=== SUPPLIED DATA ===
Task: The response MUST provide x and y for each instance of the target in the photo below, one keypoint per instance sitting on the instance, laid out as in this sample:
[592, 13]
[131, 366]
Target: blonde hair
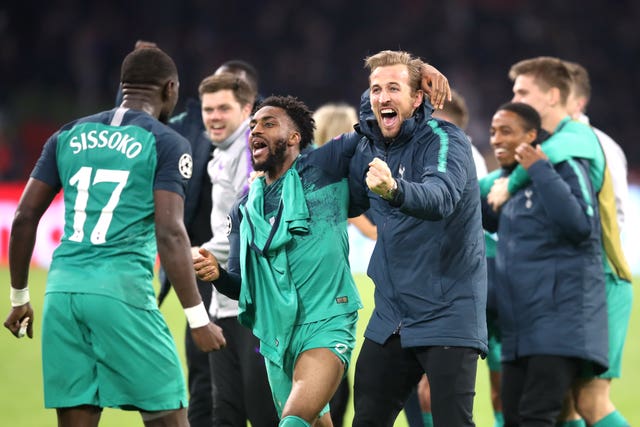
[333, 120]
[387, 58]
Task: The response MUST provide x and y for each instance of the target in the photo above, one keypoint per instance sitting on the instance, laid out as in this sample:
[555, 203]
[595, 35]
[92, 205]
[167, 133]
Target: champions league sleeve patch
[228, 225]
[185, 165]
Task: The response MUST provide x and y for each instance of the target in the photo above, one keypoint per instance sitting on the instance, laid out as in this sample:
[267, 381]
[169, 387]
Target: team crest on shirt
[228, 225]
[528, 203]
[185, 165]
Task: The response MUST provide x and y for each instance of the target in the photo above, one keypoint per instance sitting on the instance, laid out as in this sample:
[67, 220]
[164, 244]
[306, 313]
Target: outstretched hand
[20, 321]
[435, 85]
[205, 265]
[209, 337]
[379, 178]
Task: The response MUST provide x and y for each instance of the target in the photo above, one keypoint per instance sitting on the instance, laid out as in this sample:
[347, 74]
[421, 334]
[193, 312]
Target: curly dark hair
[298, 112]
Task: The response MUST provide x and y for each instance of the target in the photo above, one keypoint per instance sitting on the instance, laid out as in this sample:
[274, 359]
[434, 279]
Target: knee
[592, 402]
[293, 421]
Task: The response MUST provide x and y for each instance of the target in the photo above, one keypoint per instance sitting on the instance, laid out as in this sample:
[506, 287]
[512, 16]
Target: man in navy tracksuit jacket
[428, 265]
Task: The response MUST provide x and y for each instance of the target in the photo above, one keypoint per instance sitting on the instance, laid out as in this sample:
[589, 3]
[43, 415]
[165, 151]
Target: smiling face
[507, 132]
[392, 99]
[274, 141]
[528, 91]
[222, 114]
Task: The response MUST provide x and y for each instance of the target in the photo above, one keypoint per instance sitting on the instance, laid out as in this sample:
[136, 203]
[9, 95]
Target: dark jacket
[549, 278]
[428, 264]
[197, 201]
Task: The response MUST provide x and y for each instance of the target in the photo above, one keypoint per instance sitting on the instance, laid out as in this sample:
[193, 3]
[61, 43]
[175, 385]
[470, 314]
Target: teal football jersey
[108, 167]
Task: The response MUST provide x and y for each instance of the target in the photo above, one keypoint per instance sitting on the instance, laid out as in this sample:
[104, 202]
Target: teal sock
[614, 419]
[293, 421]
[427, 419]
[573, 423]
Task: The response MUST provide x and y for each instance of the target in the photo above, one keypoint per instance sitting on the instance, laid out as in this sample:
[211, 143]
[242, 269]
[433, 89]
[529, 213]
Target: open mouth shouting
[388, 120]
[259, 148]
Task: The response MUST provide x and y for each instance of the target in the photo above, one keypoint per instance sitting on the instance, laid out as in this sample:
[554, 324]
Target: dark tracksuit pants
[534, 388]
[386, 374]
[198, 372]
[240, 388]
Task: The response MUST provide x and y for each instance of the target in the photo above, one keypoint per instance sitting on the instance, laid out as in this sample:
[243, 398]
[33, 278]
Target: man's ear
[531, 136]
[170, 89]
[294, 138]
[553, 95]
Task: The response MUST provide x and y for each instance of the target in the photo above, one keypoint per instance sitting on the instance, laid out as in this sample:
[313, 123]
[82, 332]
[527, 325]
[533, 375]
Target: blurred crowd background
[60, 59]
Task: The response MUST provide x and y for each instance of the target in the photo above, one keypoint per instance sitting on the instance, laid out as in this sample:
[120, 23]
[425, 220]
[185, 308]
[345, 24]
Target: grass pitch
[21, 396]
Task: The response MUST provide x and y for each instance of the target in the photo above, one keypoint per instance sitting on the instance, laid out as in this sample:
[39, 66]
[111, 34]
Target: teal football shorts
[100, 351]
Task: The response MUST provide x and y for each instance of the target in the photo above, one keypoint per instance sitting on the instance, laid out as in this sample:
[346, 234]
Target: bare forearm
[21, 243]
[175, 256]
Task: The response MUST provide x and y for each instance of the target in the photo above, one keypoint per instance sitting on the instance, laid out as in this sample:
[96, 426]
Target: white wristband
[197, 316]
[19, 296]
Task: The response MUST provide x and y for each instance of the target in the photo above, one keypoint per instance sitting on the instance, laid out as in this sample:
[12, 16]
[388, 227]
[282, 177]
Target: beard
[275, 160]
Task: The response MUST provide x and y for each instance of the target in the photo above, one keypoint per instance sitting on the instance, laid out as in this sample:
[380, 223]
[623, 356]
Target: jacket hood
[368, 125]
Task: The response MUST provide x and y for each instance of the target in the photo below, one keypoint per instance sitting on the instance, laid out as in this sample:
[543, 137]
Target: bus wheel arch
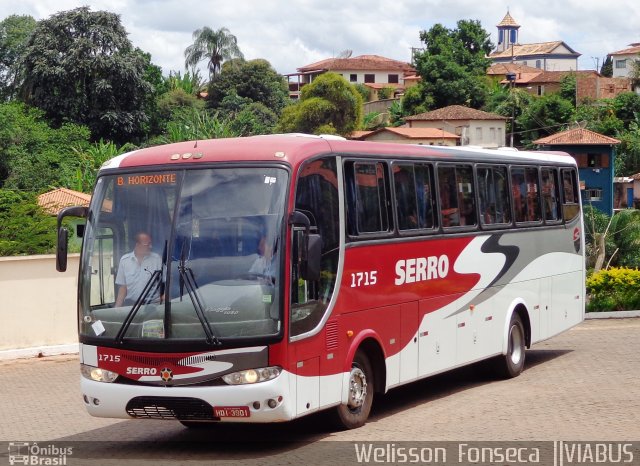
[518, 337]
[366, 376]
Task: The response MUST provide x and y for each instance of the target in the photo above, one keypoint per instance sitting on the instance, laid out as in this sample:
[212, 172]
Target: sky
[293, 33]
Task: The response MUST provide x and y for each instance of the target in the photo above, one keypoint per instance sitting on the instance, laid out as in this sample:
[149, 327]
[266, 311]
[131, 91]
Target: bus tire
[511, 364]
[361, 387]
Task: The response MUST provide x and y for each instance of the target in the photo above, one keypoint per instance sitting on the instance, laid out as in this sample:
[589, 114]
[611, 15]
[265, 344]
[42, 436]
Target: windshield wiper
[188, 278]
[151, 285]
===
Write the lines above out again exactly, excluding every picture.

* RESULT FOR THIS TASK
Task: The response MUST provide x and y for each instance of the target in the photo below, one keypoint per instance sitting on the instance, laid out as in this sample:
[592, 13]
[131, 366]
Target: blonde hair
[333, 120]
[387, 58]
Task: The response MUST provide x and y for each instance of the target in the photo above, one keypoint per instance sitting on the instance, laid out as in this sample:
[555, 203]
[595, 35]
[92, 205]
[167, 133]
Target: champions league sleeve patch
[228, 225]
[185, 165]
Task: The response MUST provide x and y for each instance of the target in the photo above, one keypoint per instance sitting on the instance, laid out as in this sample:
[267, 381]
[169, 387]
Target: team crest on shirt
[228, 225]
[528, 203]
[185, 165]
Task: The response MUST provide x and y for each instance of the target in the photo above, one keypoint per instance sitting on the instance, laid out as in this sample:
[67, 220]
[164, 244]
[306, 313]
Target: outstretched hand
[20, 321]
[435, 85]
[205, 265]
[209, 337]
[379, 178]
Task: The response MUST provide x and y for each instance of the target in the photo above, one keypoint per instance sitting on the instance, laid out as in this sample:
[347, 74]
[421, 334]
[193, 312]
Target: curly dark hair
[298, 112]
Task: The response MUST provide x and y for each instance of the target in the photo above, one keypoint per instance sitting on the instance, laid out as in this sample:
[274, 359]
[434, 279]
Target: knee
[592, 402]
[293, 421]
Task: The response MUST provide x and y for each instance of the target in the photo above, one keypoint per instance sitting on the instance, laid out as in this sample:
[506, 287]
[512, 16]
Target: man in navy tracksuit jacket
[428, 265]
Task: The response MUST provide x and y for each instance of the target in the photo above, one keypoint per instance sitting on the instance, laid out as in this sample:
[589, 3]
[43, 415]
[165, 151]
Target: smiling face
[507, 132]
[392, 99]
[274, 141]
[528, 91]
[222, 114]
Task: The response MUST provide x and y for each instance of the target in the photo above, one keypoint per instance sitting on the instance, laid out as in this sample:
[136, 203]
[9, 95]
Target: dark jacket
[549, 278]
[428, 264]
[197, 201]
Task: The response MUST provide x and y for each instance of the target in the photo above, one keypoint per instance sitting on the instance, laid out as in this sample:
[193, 3]
[61, 43]
[175, 385]
[470, 314]
Target: teal football jersey
[108, 167]
Task: The response MUST provide x and y for each instance of the target in the photo above, one keypoint per instance sitting on the instance, laid out as in this sample:
[104, 202]
Target: teal sock
[614, 419]
[293, 421]
[427, 419]
[573, 423]
Task: The response MUST provide x and y for each instance of the target in the photo above, one keypoint per instance sitting on the instance, laid out as in this sample:
[211, 143]
[242, 269]
[433, 89]
[529, 213]
Target: open mouth shouting
[388, 120]
[259, 148]
Task: The response MUST provide x and y for each instance of the target in the photo above, one keypoint per instance sitting on the instance, laid out as in this sample:
[554, 324]
Target: dark tracksuit pants
[534, 388]
[386, 374]
[198, 372]
[240, 388]
Task: The response MUST provide x and y for each instance of the target in the photo above, one keypoint per instance sitting on the instance, laid out as in this sample:
[243, 398]
[33, 278]
Target: man's ear
[531, 136]
[170, 89]
[294, 138]
[553, 95]
Task: The response MUST provide x and y for each instance of the target in the photo above, one keypoint per instance sitting on the instance, laid out as in this sample:
[313, 123]
[82, 332]
[527, 325]
[533, 375]
Target: blurred crowd background
[60, 59]
Task: The response MUST provide x and y for each instance of the target in the photo above, one keypoint per instance sitting on the instance, laid out as in this sample:
[120, 23]
[425, 220]
[185, 308]
[345, 24]
Target: grass pitch
[21, 396]
Task: The response MUST provide x and y for each instance of the target in the photo above, one keypoint per instance sitting on the instance, laid out as in this sample:
[39, 66]
[111, 34]
Target: teal football shorts
[100, 351]
Task: The response MUST provide x and y for each instance of the target in the photo above, one keypoint per instance sitting on the instance, laid out as in this sample:
[346, 234]
Target: bare forearm
[21, 243]
[175, 256]
Task: The response MUST provide x and y for each instance of the target in the photo above, one keypoint per instance sitting on the instance, laid out as in this sample:
[96, 426]
Target: white wristband
[197, 316]
[19, 296]
Task: The response MUST provide x and y for each instance of the target in the photo above, one keypoint per instance sitting on the instance, laid out as in this sample:
[12, 16]
[388, 227]
[282, 177]
Target: beard
[275, 160]
Task: The response MUST provide x and y for each instance of the target in the photo above, one keypoint per instance sitting on the instance, laid out as in this sample:
[380, 223]
[623, 356]
Target: jacket hood
[368, 125]
Task: The response MUST provide x and y for each instance of the target in the photo below, one keypoint per instance sitting on the instance, laid out as in this sample:
[543, 137]
Target: bus wheel arch
[518, 337]
[366, 376]
Task: The response MUST provide x and y for each instance of the target in the photo above, one keypoint per instance sitting on the instance, laid out as in this sample:
[212, 172]
Target: sky
[293, 33]
Task: The response MUST provide x and y for each instance of the target in the photo above, one keypoint per instance sitting on the instance, laid out as in this sample:
[149, 327]
[266, 311]
[131, 91]
Target: bus tire
[511, 364]
[361, 387]
Task: The response MUST provide x and y for each instance of the target in the photo above, one keypoint per instance sitting on the instance, laid out as in this sample:
[589, 114]
[611, 15]
[265, 344]
[42, 436]
Target: windshield wiper
[188, 278]
[151, 285]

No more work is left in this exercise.